TASK REQUIREMENTS
Could you reproduce everything from the line containing "Practice step: put one dot on the watermark" down to the end of the data, keeping the requests unchanged but rescaling each coordinate in the answers by 1.1 and rounding it to a whole number, with halves rounded up?

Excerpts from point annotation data
****

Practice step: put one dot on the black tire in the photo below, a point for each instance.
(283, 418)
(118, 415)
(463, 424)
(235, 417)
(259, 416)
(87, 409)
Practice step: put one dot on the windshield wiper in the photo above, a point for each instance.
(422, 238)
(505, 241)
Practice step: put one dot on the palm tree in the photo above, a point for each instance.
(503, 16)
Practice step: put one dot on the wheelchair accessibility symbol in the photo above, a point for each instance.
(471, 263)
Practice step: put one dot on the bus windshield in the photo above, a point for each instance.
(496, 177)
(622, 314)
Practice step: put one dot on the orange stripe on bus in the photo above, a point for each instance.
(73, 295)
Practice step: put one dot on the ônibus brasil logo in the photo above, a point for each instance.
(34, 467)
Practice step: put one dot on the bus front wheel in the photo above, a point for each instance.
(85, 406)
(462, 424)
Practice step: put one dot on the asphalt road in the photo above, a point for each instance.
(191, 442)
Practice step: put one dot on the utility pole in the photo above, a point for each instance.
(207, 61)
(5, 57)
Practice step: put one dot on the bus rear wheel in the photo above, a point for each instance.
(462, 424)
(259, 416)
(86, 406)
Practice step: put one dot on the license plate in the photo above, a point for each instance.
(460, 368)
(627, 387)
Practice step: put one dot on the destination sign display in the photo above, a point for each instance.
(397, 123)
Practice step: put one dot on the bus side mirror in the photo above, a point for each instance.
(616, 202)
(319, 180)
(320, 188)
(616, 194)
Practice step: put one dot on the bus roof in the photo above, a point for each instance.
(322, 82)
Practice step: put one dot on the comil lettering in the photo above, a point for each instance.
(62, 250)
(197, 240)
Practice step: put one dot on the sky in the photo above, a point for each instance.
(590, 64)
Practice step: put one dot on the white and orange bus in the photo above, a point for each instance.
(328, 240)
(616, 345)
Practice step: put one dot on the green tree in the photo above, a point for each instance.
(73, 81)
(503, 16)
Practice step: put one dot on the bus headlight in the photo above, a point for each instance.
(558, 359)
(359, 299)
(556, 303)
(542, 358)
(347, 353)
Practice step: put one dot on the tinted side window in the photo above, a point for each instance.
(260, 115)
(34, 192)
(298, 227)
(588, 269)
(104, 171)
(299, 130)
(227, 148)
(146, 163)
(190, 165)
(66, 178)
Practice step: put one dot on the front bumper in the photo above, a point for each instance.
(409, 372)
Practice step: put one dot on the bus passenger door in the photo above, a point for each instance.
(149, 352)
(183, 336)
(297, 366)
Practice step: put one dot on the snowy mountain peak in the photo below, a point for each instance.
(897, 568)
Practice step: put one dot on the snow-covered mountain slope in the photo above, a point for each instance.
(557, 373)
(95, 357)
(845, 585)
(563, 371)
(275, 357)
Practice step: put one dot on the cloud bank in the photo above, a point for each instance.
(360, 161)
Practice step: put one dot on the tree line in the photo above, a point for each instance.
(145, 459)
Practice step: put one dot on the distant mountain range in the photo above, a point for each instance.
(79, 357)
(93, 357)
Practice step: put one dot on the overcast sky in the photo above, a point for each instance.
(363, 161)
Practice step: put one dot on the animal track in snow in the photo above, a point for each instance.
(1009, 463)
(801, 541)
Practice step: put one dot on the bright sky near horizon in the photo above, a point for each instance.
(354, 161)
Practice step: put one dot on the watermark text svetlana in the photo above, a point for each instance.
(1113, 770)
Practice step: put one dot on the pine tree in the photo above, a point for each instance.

****

CORRECT RESULT
Practice step: put one dot on the watermark text svetlana in the photo above, a point for each instance.
(1224, 847)
Practice step: put one dot on the pine tree in the photo above, a point for each instance.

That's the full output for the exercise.